**PASSAGE:**
● ● ●

Should I call myself an e/acc? Perhaps I will. My favorite mental state is one of serenity and calm contemplation of awesome futures (call it slow/acc?), but I agree that we should start expanding into space and developing AI & other futurist technologies without wasting too much time and without too much regulation.
I've been trying to find out if there are reasons I should NOT call myself an e/acc. I’ve found none so far. At this moment e/acc is mostly about AI, but it is really about all the things we used to discuss in the extropian mailing lists, including biotech, nanotech, neurotech, mind uploading, crypto, space expansion and all that. I'm a radical libertarian at heart, so I'm OK with the radically libertarian slant of e/acc. I’m more moderate in practice for pragmatic realpolitik, but I think the tech world and the world at large need a strong dose of healthy fuck-you libertarianism.
The e/acc newsletter (Substack) collects some foundational e/acc writings. To me, the most interesting is “Notes on e/acc principles and tenets.” The post is “a somewhat fundamental physics-based first-principles explanation of some of the concepts underlying the movement, and an exploration of why e/acc is so fundamentally important.”

● ● ●

**TASK ITEM:** Can you repeat the stretch from "Should I call" through "too much regulation." in the passage on e/acc, replacing "serenity" with "tranquility"?

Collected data
● ● ●

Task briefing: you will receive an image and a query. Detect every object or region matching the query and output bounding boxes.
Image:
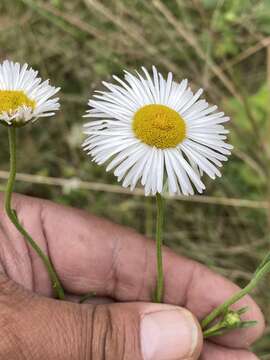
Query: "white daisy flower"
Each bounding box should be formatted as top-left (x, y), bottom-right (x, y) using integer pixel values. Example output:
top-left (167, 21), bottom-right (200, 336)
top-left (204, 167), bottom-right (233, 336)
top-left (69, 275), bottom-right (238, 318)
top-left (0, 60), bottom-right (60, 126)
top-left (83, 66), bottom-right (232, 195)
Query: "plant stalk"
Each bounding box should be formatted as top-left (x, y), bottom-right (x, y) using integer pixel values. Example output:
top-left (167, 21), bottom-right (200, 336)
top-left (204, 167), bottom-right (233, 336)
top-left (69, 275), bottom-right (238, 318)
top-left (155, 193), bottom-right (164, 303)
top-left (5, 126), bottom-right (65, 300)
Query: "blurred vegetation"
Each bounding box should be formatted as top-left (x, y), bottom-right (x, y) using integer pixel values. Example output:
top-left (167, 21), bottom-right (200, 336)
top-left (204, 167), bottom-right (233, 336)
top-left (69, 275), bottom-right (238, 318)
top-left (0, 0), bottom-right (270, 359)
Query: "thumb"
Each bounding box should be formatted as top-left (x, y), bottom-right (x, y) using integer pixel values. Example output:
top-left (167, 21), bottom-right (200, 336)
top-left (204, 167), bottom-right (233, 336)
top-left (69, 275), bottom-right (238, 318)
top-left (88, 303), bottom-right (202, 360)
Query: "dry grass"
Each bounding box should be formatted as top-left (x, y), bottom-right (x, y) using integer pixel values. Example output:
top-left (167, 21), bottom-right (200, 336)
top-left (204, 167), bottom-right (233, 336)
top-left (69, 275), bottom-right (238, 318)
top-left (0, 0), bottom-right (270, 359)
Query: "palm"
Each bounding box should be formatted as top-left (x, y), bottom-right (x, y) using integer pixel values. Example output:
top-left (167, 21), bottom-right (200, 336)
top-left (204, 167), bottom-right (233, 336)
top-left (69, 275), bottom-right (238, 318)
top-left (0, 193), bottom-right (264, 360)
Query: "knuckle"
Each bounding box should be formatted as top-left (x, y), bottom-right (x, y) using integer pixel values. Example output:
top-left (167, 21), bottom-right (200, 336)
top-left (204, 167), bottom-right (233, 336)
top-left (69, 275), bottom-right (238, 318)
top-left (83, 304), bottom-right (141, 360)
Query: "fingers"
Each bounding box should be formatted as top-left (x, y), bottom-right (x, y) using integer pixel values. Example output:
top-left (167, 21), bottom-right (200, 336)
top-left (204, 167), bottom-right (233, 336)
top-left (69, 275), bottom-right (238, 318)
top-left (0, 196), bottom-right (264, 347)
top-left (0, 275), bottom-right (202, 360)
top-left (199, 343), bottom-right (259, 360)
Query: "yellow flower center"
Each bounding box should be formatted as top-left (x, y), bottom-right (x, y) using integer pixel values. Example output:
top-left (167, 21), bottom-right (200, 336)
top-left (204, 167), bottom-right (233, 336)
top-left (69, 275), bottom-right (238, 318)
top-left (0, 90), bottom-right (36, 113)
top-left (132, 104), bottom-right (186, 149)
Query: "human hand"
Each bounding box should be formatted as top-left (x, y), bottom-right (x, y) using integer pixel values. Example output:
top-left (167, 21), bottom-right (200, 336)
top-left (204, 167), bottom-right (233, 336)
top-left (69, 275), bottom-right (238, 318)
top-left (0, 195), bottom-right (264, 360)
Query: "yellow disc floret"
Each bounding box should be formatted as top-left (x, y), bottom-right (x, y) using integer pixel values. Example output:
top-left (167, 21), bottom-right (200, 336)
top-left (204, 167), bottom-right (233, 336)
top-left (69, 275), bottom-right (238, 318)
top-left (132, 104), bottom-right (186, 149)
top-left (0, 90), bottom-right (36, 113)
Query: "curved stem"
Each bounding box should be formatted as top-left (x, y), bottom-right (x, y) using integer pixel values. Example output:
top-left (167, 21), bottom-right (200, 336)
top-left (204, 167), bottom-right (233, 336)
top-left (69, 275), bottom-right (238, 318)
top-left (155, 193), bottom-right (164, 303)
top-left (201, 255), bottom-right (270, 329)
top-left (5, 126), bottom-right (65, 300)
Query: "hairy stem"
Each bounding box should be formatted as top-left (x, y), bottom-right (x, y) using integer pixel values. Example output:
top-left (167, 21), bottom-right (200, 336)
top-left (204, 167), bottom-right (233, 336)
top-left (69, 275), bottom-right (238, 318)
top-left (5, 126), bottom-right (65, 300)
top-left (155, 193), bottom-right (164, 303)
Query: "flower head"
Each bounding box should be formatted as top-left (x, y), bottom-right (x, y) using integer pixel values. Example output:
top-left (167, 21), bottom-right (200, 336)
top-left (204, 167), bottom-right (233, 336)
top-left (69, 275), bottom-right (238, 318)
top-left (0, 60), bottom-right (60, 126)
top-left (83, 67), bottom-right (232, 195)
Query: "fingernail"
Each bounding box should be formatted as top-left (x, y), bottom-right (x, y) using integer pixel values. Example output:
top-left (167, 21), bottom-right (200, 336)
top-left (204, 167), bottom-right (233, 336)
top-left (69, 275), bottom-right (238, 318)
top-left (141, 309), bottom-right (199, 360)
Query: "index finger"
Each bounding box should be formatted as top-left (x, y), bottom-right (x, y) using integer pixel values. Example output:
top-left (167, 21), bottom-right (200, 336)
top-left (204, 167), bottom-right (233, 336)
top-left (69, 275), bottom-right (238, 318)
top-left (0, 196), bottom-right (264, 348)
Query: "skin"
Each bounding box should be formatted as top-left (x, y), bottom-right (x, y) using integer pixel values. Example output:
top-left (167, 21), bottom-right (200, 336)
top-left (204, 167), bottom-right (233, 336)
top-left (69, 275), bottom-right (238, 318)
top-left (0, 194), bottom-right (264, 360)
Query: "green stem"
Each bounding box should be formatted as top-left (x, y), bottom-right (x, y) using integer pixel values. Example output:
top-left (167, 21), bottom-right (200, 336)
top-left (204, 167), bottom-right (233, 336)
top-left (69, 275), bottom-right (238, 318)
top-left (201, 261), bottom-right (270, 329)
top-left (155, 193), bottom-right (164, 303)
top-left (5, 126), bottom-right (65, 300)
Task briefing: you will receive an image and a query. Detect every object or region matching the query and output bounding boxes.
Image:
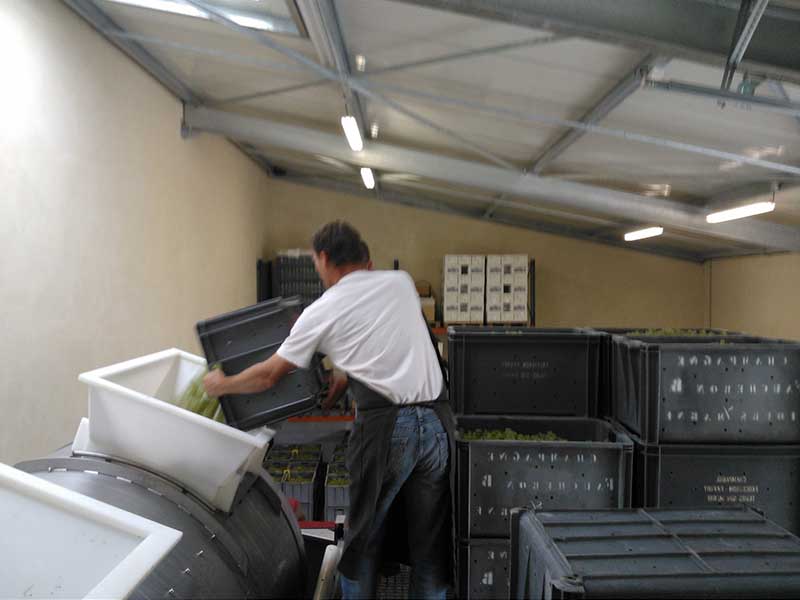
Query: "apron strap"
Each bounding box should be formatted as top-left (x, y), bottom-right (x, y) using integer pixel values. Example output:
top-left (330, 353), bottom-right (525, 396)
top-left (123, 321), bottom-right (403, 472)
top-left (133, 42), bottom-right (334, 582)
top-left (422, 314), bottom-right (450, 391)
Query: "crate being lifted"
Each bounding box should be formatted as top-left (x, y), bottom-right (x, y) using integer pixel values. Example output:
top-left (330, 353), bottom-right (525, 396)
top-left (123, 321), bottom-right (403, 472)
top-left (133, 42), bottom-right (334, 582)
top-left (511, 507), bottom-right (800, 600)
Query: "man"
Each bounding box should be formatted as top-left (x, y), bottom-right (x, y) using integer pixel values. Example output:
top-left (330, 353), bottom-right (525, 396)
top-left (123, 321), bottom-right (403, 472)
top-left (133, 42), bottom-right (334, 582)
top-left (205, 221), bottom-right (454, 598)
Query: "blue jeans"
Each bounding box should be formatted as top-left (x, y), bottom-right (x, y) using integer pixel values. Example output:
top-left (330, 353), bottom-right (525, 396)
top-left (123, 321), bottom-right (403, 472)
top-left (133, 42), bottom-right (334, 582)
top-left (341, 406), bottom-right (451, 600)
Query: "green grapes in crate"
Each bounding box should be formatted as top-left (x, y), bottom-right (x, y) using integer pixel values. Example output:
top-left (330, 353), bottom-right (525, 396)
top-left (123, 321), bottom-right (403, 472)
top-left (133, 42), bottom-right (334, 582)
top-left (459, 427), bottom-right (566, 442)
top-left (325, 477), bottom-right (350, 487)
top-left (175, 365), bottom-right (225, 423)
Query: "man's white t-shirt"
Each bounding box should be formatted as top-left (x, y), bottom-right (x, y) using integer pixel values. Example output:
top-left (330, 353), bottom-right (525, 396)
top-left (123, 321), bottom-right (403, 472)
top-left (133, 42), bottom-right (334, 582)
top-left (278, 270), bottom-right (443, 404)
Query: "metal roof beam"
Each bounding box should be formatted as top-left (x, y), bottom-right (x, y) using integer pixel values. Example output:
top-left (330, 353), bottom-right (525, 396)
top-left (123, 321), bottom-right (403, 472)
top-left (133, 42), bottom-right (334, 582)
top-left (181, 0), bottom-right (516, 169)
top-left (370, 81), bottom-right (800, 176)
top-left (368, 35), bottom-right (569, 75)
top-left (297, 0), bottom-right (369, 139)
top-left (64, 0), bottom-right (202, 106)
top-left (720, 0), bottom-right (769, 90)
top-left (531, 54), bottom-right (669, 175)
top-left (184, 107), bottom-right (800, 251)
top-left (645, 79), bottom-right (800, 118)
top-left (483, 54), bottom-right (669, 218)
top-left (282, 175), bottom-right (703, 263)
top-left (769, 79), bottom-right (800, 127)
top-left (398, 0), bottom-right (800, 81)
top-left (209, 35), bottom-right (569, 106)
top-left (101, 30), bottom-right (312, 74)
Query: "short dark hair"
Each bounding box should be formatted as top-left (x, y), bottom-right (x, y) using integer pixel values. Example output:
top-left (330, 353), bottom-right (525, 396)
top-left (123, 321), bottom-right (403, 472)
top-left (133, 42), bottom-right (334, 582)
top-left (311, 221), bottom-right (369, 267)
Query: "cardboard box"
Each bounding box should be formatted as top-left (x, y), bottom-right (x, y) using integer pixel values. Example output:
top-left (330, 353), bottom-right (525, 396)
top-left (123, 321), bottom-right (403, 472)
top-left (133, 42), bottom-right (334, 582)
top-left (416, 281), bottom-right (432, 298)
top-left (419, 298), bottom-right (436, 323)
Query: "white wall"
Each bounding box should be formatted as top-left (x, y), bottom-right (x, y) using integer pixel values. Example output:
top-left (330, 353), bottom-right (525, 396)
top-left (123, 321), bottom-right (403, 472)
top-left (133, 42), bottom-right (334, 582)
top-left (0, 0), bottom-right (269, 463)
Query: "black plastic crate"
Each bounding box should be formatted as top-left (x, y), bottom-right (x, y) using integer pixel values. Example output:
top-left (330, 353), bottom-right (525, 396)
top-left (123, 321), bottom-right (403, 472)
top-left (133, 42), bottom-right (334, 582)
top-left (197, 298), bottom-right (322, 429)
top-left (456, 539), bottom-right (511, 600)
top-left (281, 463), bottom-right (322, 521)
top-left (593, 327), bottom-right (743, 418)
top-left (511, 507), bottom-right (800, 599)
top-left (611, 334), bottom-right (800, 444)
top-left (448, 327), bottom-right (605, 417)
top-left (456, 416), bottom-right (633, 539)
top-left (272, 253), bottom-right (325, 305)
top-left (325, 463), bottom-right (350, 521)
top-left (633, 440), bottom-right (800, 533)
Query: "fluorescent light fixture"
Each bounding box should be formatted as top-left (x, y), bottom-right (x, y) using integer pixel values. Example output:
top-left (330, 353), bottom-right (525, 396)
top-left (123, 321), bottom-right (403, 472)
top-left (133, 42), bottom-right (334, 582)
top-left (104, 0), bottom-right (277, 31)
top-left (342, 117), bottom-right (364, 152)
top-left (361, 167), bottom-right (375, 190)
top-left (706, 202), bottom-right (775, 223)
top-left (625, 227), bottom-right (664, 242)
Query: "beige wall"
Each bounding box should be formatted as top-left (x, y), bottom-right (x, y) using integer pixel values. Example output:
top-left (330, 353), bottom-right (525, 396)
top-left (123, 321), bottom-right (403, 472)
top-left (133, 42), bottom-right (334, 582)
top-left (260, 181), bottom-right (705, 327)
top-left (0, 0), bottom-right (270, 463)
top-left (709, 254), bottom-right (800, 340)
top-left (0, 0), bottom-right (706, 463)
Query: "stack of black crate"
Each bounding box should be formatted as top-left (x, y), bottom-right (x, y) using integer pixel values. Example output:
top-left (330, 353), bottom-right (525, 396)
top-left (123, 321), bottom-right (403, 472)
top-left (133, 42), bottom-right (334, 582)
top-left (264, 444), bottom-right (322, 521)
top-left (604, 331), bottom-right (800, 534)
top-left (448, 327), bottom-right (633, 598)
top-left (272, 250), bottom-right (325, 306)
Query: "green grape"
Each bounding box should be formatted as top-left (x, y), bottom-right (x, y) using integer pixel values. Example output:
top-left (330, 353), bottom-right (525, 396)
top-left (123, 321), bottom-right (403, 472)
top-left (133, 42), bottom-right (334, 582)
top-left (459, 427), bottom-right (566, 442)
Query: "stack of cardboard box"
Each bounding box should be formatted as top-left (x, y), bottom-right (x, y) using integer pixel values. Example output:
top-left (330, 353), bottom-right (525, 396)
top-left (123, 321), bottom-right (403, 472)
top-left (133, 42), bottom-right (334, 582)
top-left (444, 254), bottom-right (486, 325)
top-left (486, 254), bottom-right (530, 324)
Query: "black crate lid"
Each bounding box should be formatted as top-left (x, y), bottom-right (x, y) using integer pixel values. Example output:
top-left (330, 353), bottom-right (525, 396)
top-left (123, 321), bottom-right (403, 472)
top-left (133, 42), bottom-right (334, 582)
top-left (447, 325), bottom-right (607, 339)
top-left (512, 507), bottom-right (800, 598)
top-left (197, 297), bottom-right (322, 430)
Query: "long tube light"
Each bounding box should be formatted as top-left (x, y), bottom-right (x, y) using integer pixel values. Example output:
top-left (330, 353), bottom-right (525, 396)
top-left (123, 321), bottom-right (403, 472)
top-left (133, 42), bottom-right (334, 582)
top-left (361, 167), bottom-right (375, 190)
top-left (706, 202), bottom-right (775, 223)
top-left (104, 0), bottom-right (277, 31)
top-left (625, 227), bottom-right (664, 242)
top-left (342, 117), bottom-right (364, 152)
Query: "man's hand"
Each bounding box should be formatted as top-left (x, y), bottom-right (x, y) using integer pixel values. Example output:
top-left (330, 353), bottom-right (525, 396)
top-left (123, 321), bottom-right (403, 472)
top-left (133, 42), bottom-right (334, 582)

● ● ●

**YOUR SOLUTION:**
Should I call myself an e/acc? Perhaps I will. My favorite mental state is one of tranquility and calm contemplation of awesome futures (call it slow/acc?), but I agree that we should start expanding into space and developing AI & other futurist technologies without wasting too much time and without too much regulation.